Menü Üye Giriş

Şifre Sıfırla · Kayıt Ol

 SOL PAYLAŞIM  »
 Enternasyonal

Lübnan Komünist Partisi: Burjuvazi ve inanç grupları yolsuzluk üretiyor

Uluslararası Komünist ve İşçi Partileri Toplantısı’nın 20-21 Şubat tarihlerinde İstanbul’da toplanan Çalışma Grubu’na katılan Lübnan Komünist Partisi (LKP) Genel Sekreteri Khaled Hadadah ile Lübnan’da komünistlerin gündemleri üzerine yapılan röportajı soL okurları ile paylaşıyoruz.


Resim Ekleme
Khaled Hadadah

Lübnan gibi yönetim sistemi din ve mezhep gruplarına göre paylaşım üzerine kurulu, üstelik bunların tamamının küresel ve bölgesel güçler tarafından belirlendiği bir ülkede komünistlerin mücadelesi elbetteki ilgi çekici. Lübnan Komünist Partisi (LKP) Genel Sekreteri Khaled Hadadah ile Lübnan’da komünistlerin gündemleri üzerine konuştuk

LKP’nin şu anda Lübnan’da en önemli gündemi nedir?

Çıkarılan kayıtlar:
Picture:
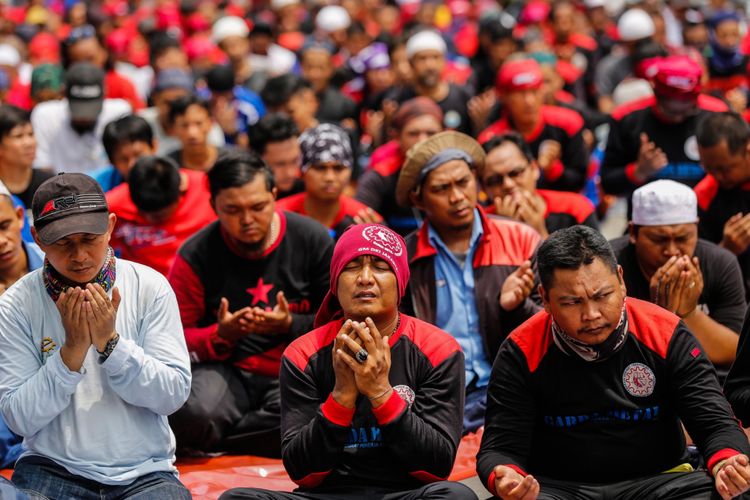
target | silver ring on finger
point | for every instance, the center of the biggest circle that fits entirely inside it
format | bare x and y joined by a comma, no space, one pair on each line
361,356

Görev yönergesi:
Lübnan Komünist Partisi haberinde "Enternasyonal" ifadesinden aşağıya "okurları ile paylaşıyoruz." ifadesine kadar olan her şeyi, "Khaled Hadadah" yerine "Halid Hadade" yazarak güncelleyin ve yeniden verin.

Tamamlanmış alıştırma:
Enternasyonal

Lübnan Komünist Partisi: Burjuvazi ve inanç grupları yolsuzluk üretiyor

Uluslararası Komünist ve İşçi Partileri Toplantısı’nın 20-21 Şubat tarihlerinde İstanbul’da toplanan Çalışma Grubu’na katılan Lübnan Komünist Partisi (LKP) Genel Sekreteri Halid Hadade ile Lübnan’da komünistlerin gündemleri üzerine yapılan röportajı soL okurları ile paylaşıyoruz.